→ **What to do**: Rewrite the material below in full, putting "a single pin for each instance" wherever "one pin per instance" occurs and leaving everything else unchanged.
_ _ _ _ _ _ _
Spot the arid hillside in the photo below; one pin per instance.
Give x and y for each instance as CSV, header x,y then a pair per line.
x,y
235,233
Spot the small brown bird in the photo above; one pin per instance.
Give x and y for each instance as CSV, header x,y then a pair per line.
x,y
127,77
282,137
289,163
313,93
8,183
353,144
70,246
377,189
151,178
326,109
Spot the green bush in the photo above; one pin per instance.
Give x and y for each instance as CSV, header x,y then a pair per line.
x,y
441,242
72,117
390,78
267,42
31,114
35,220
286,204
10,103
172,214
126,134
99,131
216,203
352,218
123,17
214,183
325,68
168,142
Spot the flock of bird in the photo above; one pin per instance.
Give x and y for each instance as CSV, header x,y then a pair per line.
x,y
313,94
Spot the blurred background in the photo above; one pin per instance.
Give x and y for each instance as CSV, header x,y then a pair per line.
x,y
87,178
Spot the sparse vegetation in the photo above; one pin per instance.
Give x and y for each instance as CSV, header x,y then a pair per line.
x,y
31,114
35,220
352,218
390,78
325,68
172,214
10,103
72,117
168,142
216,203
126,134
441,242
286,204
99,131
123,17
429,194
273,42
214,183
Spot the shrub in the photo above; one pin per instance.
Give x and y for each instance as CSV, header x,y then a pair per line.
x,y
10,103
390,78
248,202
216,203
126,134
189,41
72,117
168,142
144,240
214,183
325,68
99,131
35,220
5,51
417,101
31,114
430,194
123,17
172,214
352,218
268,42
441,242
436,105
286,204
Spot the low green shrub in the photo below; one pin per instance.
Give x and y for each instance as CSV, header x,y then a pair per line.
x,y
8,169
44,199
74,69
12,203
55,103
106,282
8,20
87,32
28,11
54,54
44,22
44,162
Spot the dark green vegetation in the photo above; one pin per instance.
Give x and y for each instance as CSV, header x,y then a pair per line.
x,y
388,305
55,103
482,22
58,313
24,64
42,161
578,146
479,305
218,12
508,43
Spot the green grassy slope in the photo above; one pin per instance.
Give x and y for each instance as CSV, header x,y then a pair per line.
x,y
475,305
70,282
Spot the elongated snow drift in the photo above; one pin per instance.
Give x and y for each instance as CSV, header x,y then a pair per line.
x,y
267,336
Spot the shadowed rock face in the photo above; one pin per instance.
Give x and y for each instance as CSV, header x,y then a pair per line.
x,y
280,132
_ _ _ _ _ _ _
→ **Solution to the exercise**:
Spot the arid hillside in the photo below; a single pin for each instance.
Give x and y for each instance as CSV, header x,y then a pair per line.
x,y
235,233
Spot the small brown bird in the photo above; a single pin for each instance.
Give x and y for each instance as CSV, header x,y then a pair per line.
x,y
127,77
282,137
289,163
313,93
8,183
353,144
70,246
377,189
151,178
326,109
Spot the green bush in the photo above; a single pin for each instance.
Give x and y for each instance as CSV, header x,y then a pair per line.
x,y
441,242
72,117
390,78
267,42
31,114
35,220
286,204
10,103
172,214
126,134
99,131
216,203
352,218
123,17
214,183
325,68
168,142
Spot the flock of bird in the photo above; a single pin for each instance.
Give x and y for each instance as CSV, header x,y then a pair per line.
x,y
313,94
Spot the blurred background in the photo above; a single pin for each instance.
Give x and y for each instance as CSV, header x,y then a pair per line.
x,y
87,178
Spot the sparse vegetation in the photo above; a single pin for each instance.
Give x and y for each instance as CSV, header x,y then a pair per line.
x,y
31,114
35,220
352,218
390,78
325,68
172,214
10,103
72,117
168,142
216,203
126,134
441,242
286,204
99,131
123,17
429,194
273,42
214,183
Spot the shrub in the photo above; a single pin for each instance.
Give x and y for each instance as CSV, header x,y then a pair per line.
x,y
10,103
390,78
248,202
216,203
126,134
189,41
72,117
168,142
144,240
214,183
325,68
99,131
35,220
5,51
417,101
31,114
430,194
123,17
172,214
352,218
268,42
441,242
436,105
286,204
Spot the low green shrub in the photo below; a single pin for each instance.
Give x and y for each instance as CSV, header x,y then a pair per line.
x,y
8,169
44,199
74,69
12,203
55,103
106,282
8,20
87,32
28,11
54,54
44,22
44,162
Spot the dark green vegetation in the photo above; a single pin for each instance.
Give x and y for each instance as CSV, header x,y then a pair per line.
x,y
388,305
55,103
482,22
58,313
24,64
42,161
578,146
479,305
218,12
508,43
Spot the green grassy slope in the photo above; a single pin for each instance.
Give x and y for each instance as CSV, header x,y then a pair per line.
x,y
475,305
70,282
Spot the elongated snow drift in the photo above; a single pin for each instance.
Give x and y for each instance as CSV, header x,y then a pair per line.
x,y
267,336
Spot the shadowed rock face in the photo above; a single pin for each instance.
Give x and y for each instance as CSV, header x,y then a pair per line.
x,y
280,132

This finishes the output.